### Exercise
Each entry below needs to be retyped exactly as given.

·····

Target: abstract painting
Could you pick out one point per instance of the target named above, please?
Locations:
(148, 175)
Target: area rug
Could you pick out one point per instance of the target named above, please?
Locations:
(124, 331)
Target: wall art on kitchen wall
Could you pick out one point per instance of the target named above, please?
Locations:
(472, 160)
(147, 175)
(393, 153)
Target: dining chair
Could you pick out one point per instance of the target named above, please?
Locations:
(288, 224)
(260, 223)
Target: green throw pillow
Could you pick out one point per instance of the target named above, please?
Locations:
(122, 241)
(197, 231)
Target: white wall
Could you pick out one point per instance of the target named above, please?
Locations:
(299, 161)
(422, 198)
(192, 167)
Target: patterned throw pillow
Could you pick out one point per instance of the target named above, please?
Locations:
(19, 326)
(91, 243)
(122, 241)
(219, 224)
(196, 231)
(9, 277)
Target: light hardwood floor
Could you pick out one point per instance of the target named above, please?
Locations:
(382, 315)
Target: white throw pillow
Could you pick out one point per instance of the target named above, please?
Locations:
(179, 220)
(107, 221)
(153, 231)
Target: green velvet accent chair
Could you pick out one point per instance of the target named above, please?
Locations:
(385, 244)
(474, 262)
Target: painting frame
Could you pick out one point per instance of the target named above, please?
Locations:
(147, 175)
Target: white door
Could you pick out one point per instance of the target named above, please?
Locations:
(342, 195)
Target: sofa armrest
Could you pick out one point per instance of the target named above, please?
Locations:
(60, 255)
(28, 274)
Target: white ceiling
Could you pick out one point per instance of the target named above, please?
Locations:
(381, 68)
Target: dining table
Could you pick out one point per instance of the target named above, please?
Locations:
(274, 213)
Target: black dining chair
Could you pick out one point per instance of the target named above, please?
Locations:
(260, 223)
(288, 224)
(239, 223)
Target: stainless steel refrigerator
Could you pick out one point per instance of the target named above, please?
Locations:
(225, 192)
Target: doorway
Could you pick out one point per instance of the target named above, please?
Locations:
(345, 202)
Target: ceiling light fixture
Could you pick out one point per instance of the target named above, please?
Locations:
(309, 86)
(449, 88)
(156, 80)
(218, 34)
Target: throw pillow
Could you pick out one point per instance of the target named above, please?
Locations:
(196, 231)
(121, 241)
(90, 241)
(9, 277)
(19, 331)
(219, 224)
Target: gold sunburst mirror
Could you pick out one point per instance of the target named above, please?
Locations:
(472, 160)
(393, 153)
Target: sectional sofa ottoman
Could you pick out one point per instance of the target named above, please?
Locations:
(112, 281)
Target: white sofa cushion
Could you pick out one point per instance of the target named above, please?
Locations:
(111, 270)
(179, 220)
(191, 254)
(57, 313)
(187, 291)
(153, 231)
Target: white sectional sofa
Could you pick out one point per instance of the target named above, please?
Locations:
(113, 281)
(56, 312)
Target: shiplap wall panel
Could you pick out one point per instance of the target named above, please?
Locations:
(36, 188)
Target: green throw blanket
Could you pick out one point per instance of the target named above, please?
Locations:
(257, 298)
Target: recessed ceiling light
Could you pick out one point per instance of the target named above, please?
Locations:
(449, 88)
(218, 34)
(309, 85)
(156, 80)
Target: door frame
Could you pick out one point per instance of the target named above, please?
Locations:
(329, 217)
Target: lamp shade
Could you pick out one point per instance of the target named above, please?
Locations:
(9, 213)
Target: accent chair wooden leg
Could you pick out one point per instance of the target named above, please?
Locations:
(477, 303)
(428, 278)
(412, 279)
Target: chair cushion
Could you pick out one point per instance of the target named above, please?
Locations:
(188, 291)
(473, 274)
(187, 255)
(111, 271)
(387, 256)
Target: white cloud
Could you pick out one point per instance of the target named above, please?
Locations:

·····

### Answer to this exercise
Target: abstract painting
Could you pick out one point per instance of the target named above, please?
Locations:
(148, 175)
Target: area rug
Could you pick out one point per instance of the target named above, please?
Locations:
(124, 331)
Target: wall art on kitchen wall
Could you pick out one point per instance of the target named above, please?
Locations:
(472, 160)
(147, 175)
(393, 153)
Target: dining chair
Could you pick out one point per instance of the target named above, please?
Locations:
(288, 224)
(260, 223)
Target: green throw pillow
Could you pick out one point per instance of the target named above, please?
Locations:
(122, 241)
(197, 231)
Target: white wall
Could you pick out one point per instance of the target named above, please?
Locations:
(299, 161)
(422, 198)
(192, 167)
Target: patterned throw pillow
Could you pick out one point per instance of the target named above, please?
Locations:
(19, 326)
(91, 243)
(122, 241)
(219, 224)
(196, 231)
(9, 277)
Target: light hardwood floor
Could you pick out one point per instance of the target named above, please?
Locations:
(382, 315)
Target: white throw pillow
Could you pick out one point per instance of the target named above, please?
Locations:
(179, 220)
(107, 221)
(153, 231)
Target: green velvet accent chair
Could you pick out one point per instance of the target named above, please?
Locations:
(385, 244)
(474, 262)
Target: painting frame
Could you pick out one point per instance of the target named above, please?
Locations:
(147, 175)
Target: white door
Could you pick out one point per instance of the target named above, please?
Locations:
(342, 195)
Target: sofa armrest
Could you pick out one point per instance of the target named above, please?
Locations:
(60, 255)
(28, 274)
Target: white ceiling
Could you pick out one point per instance of the target named above, please?
Locations:
(381, 68)
Target: dining table
Could you pick out one point per instance of the target named above, please?
Locations:
(274, 213)
Target: black dining chair
Could you pick out one point per instance of the target named above, please?
Locations:
(260, 223)
(288, 224)
(239, 223)
Target: stainless steel refrigerator
Could you pick out one point per instance of the target named above, please?
Locations:
(225, 192)
Target: doorway
Could you pick out one point per instance of the target named above, please?
Locations:
(345, 202)
Target: ceiling light fixture
Could you pick out one point per instance of the target named above, please?
Locations:
(309, 86)
(449, 88)
(156, 80)
(218, 34)
Target: throw pillow
Could you pick out one point per instance of the target named above, please?
Locations:
(196, 231)
(121, 241)
(90, 241)
(9, 277)
(19, 331)
(219, 224)
Target: gold sunburst mirror
Could you pick out one point per instance of the target named above, please?
Locations:
(472, 160)
(393, 153)
Target: sectional sofa ottoman
Could you pick out one point per instance of the target named above, please?
Locations:
(112, 281)
Target: white sofa cushion
Could you pick out one point per instance of the target named above, please?
Locations:
(111, 270)
(179, 220)
(191, 254)
(57, 313)
(187, 291)
(153, 231)
Target: white sectional sofa
Could you pick out one point per instance of the target named above, please?
Locations:
(113, 281)
(56, 312)
Target: shiplap wall panel
Could you pick out one point per instance of the target named above, please?
Locations:
(36, 188)
Target: green throw blanket
Could you pick out one point per instance of the target named above, please?
Locations:
(257, 298)
Target: recessed ceiling light
Could you pick out one point per instance of the target named above, please?
Locations:
(449, 88)
(218, 34)
(309, 85)
(156, 80)
Target: door frame
Could you pick out one point per instance of the target named above, please?
Locations:
(329, 217)
Target: lamp shade
Could you pick out one point per instance of the target named above, please?
Locations:
(9, 213)
Target: accent chair wooden leg
Could you pick out one point per instance of the target named above, please?
Locations:
(477, 303)
(428, 278)
(412, 279)
Target: chair cushion
Could you pick out one point per instance of the target named above, please?
Locations:
(188, 291)
(473, 274)
(187, 255)
(111, 271)
(387, 256)
Target: white cloud
Could you pick out one point per instance of the target named above, please?
Locations:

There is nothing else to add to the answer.